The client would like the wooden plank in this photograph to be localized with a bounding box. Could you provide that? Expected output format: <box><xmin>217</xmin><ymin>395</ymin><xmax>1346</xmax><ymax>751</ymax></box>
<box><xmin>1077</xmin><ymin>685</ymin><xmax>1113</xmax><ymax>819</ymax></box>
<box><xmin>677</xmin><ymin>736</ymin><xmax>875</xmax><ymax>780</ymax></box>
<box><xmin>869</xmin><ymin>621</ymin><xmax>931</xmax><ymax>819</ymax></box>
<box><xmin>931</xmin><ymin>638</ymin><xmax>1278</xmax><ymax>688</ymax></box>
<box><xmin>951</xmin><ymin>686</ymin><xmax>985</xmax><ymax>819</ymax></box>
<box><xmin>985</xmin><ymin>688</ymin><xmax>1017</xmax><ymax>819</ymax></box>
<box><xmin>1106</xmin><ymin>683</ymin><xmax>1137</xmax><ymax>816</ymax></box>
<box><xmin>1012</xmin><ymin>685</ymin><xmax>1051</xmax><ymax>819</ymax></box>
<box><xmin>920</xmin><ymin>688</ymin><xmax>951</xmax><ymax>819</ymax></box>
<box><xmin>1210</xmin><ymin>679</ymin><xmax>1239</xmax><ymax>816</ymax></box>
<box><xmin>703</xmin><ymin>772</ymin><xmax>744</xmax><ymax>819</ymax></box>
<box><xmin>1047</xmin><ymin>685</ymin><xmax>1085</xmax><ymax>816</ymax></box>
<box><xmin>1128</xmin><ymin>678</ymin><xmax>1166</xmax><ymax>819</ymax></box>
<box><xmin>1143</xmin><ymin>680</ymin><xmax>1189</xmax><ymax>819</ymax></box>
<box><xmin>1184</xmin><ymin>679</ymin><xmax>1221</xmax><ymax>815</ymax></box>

▬▬▬

■ **Your goal**
Recast all of the data above as a two-column CSV with the headers input and output. Put each text in input and its answer in output, on one row per pair, with every value in a single quoted field and line breaks replaced by spaces.

■ **The reply**
input,output
"The client would like the wooden plank in this photograph to be localized with a bounding box. Could you provide that? Expected output format: <box><xmin>217</xmin><ymin>395</ymin><xmax>1346</xmax><ymax>751</ymax></box>","<box><xmin>1077</xmin><ymin>685</ymin><xmax>1113</xmax><ymax>819</ymax></box> <box><xmin>677</xmin><ymin>736</ymin><xmax>875</xmax><ymax>780</ymax></box> <box><xmin>869</xmin><ymin>621</ymin><xmax>931</xmax><ymax>819</ymax></box> <box><xmin>931</xmin><ymin>638</ymin><xmax>1278</xmax><ymax>688</ymax></box> <box><xmin>951</xmin><ymin>686</ymin><xmax>985</xmax><ymax>819</ymax></box> <box><xmin>985</xmin><ymin>688</ymin><xmax>1017</xmax><ymax>819</ymax></box> <box><xmin>1106</xmin><ymin>683</ymin><xmax>1137</xmax><ymax>816</ymax></box> <box><xmin>1012</xmin><ymin>685</ymin><xmax>1051</xmax><ymax>819</ymax></box> <box><xmin>920</xmin><ymin>688</ymin><xmax>951</xmax><ymax>819</ymax></box> <box><xmin>1210</xmin><ymin>679</ymin><xmax>1239</xmax><ymax>816</ymax></box> <box><xmin>703</xmin><ymin>772</ymin><xmax>744</xmax><ymax>819</ymax></box> <box><xmin>1047</xmin><ymin>685</ymin><xmax>1085</xmax><ymax>816</ymax></box> <box><xmin>1128</xmin><ymin>678</ymin><xmax>1166</xmax><ymax>819</ymax></box> <box><xmin>1143</xmin><ymin>680</ymin><xmax>1189</xmax><ymax>819</ymax></box> <box><xmin>1184</xmin><ymin>679</ymin><xmax>1221</xmax><ymax>815</ymax></box>"